● **WHAT THE TASK ASKS**:
Word for word, return each entry that follows, with every image removed.

[Collected data]
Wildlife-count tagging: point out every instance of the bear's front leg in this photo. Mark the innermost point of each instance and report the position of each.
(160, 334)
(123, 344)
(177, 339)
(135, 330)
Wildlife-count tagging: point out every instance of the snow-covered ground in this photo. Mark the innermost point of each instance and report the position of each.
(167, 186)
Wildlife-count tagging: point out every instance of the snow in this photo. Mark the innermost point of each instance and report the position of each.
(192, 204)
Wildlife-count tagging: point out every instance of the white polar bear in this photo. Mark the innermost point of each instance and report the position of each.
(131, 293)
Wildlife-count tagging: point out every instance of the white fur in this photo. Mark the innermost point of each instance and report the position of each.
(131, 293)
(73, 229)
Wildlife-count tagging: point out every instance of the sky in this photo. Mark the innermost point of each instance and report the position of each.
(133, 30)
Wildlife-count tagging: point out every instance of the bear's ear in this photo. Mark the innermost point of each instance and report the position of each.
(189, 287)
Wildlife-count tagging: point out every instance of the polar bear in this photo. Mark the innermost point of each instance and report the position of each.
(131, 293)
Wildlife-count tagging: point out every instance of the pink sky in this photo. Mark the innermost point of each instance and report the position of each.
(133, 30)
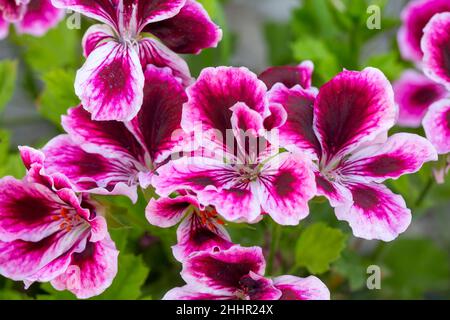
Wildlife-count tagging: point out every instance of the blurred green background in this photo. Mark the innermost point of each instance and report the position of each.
(36, 87)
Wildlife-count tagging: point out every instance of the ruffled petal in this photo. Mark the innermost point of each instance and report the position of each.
(437, 125)
(403, 153)
(415, 17)
(377, 213)
(351, 109)
(110, 84)
(91, 271)
(39, 17)
(189, 31)
(297, 134)
(287, 184)
(289, 76)
(295, 288)
(436, 48)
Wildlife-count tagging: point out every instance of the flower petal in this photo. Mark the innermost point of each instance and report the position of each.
(219, 272)
(295, 288)
(110, 83)
(157, 125)
(414, 93)
(289, 76)
(403, 153)
(167, 212)
(91, 271)
(437, 125)
(189, 31)
(39, 17)
(415, 17)
(353, 108)
(287, 184)
(297, 134)
(436, 48)
(377, 213)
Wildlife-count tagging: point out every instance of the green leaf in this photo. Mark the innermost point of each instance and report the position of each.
(8, 75)
(414, 267)
(318, 246)
(58, 94)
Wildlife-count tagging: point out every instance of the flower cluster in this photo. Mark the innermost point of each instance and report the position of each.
(229, 146)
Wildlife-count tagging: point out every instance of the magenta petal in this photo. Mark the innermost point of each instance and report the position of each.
(295, 288)
(437, 125)
(402, 153)
(196, 234)
(91, 271)
(353, 108)
(377, 213)
(287, 184)
(39, 17)
(297, 134)
(220, 272)
(157, 125)
(415, 17)
(289, 76)
(436, 48)
(155, 53)
(414, 93)
(110, 84)
(167, 212)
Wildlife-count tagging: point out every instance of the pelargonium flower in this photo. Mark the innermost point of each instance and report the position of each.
(33, 17)
(238, 274)
(345, 129)
(415, 17)
(114, 157)
(414, 93)
(200, 230)
(49, 233)
(110, 84)
(245, 176)
(436, 48)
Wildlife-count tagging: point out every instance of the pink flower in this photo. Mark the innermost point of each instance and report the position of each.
(244, 176)
(33, 17)
(49, 233)
(345, 129)
(110, 84)
(200, 230)
(415, 17)
(111, 157)
(414, 93)
(238, 273)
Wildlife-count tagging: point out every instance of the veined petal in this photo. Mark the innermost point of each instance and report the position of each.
(402, 153)
(289, 76)
(414, 93)
(220, 272)
(167, 212)
(91, 271)
(200, 233)
(155, 53)
(40, 16)
(436, 48)
(437, 125)
(110, 84)
(297, 134)
(295, 288)
(351, 109)
(157, 125)
(90, 172)
(377, 213)
(415, 17)
(95, 36)
(287, 184)
(189, 31)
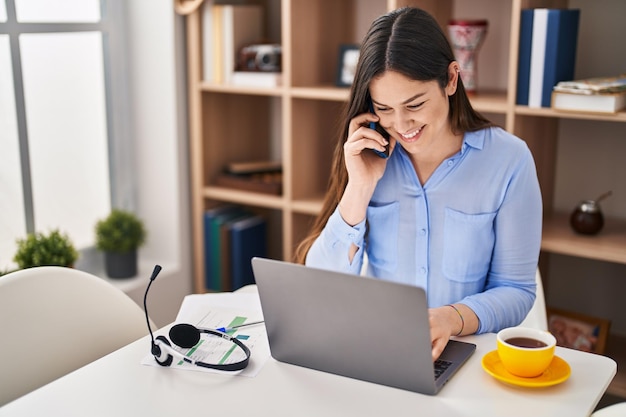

● **RESULT**:
Wildlife-count tagging: point out every instance of the bear's front leg in this photo. Mark the innermost point of each instance and report the position of each.
(160, 334)
(123, 344)
(177, 339)
(135, 330)
Wildlife-count tagging: point out every instance of the snow-covered ground in this photo. Mark the innermost point of each instance and report the position of each.
(167, 186)
Wildlife-count tagging: point out every instance of the snow in this photo. Mark the innermost point of each instance and report the position of each.
(192, 204)
Wildlife-count tagging: point out every instance of the white polar bear in this photo. Mark the innermost point of each instance and report the position of each.
(131, 293)
Wildlife-count tagging: point out every instance of the white fur in this photo. Mark the innermost point of each instance and report the position of each.
(131, 293)
(73, 229)
Wildlife-count tagging: point out every instance of the sky in this photo. Mark the innermost point of each instance and report the position of each.
(133, 30)
Wildlife-count tagging: point out every instance of the bear's ear in this photo. Mark the innermost point of each instance and report the position of each.
(189, 287)
Wildlife-count tagging: point out every instance of the polar bear in this photo. Mark the innermost point of each instance and report the position of each.
(131, 293)
Wildlife-count tagging: point out every instance of the pink sky in this photo. Mark the innermost point of each instance and report the position of each.
(133, 30)
Wildlife-count tagging: point out every instance of the blurred green background in this photo. Mark the innermost point of each instance and report the position of each.
(36, 87)
Wildlife-count tagging: point out every instance of the ruffled petal in this photo. Mark the innermost point of each instance and report the position of each.
(437, 125)
(403, 153)
(415, 17)
(377, 213)
(351, 109)
(110, 84)
(91, 271)
(39, 17)
(189, 31)
(297, 134)
(287, 184)
(289, 76)
(295, 288)
(436, 48)
Wildlife-count tagging: point out every instance of the flower petal in this photo. Mark the innermost point of each instance and report the position of each.
(219, 272)
(295, 288)
(110, 83)
(157, 125)
(414, 93)
(289, 76)
(403, 153)
(167, 212)
(91, 271)
(437, 125)
(189, 31)
(39, 17)
(415, 17)
(353, 108)
(287, 184)
(297, 134)
(436, 48)
(377, 213)
Wildlife-count tagging: point out every instance of the green leaf in this photo. Mark the innermost point of each instance and report the position of each.
(8, 75)
(414, 267)
(318, 246)
(58, 94)
Wildlife-count tagging: point out every instance of the flower cluster in this photo. Mark the innermost point of each instance and report the position of each.
(229, 146)
Wildlife-count tagging: point out every instance of the magenta petal in this photo. Mark the innermost point of each instance and report the position of each.
(295, 288)
(437, 125)
(402, 153)
(196, 234)
(91, 271)
(353, 108)
(377, 213)
(287, 184)
(39, 17)
(297, 134)
(220, 272)
(157, 125)
(415, 17)
(289, 76)
(436, 48)
(155, 53)
(414, 93)
(110, 84)
(167, 212)
Wildlife-count tagging: point out every instance of the pelargonium flower in this photo. Mark the innermost point of each instance and report the position of each.
(33, 17)
(238, 274)
(345, 129)
(415, 17)
(114, 157)
(414, 93)
(200, 230)
(49, 233)
(110, 84)
(245, 176)
(436, 48)
Wildlife-count tagging: point out every instance of the pink flower in this photo. Mark the innermost point of each instance and report the position of each.
(244, 176)
(33, 17)
(49, 233)
(345, 129)
(110, 84)
(200, 230)
(415, 17)
(111, 157)
(414, 93)
(238, 273)
Wildlife-count tagging: point out every instance of the veined petal in this photo. Mark the innermost point of each instance and report the position of each.
(402, 153)
(289, 76)
(414, 93)
(220, 272)
(167, 212)
(91, 271)
(200, 233)
(155, 53)
(40, 16)
(436, 48)
(437, 125)
(110, 84)
(297, 134)
(295, 288)
(351, 109)
(157, 125)
(90, 172)
(377, 213)
(415, 17)
(95, 36)
(287, 184)
(189, 31)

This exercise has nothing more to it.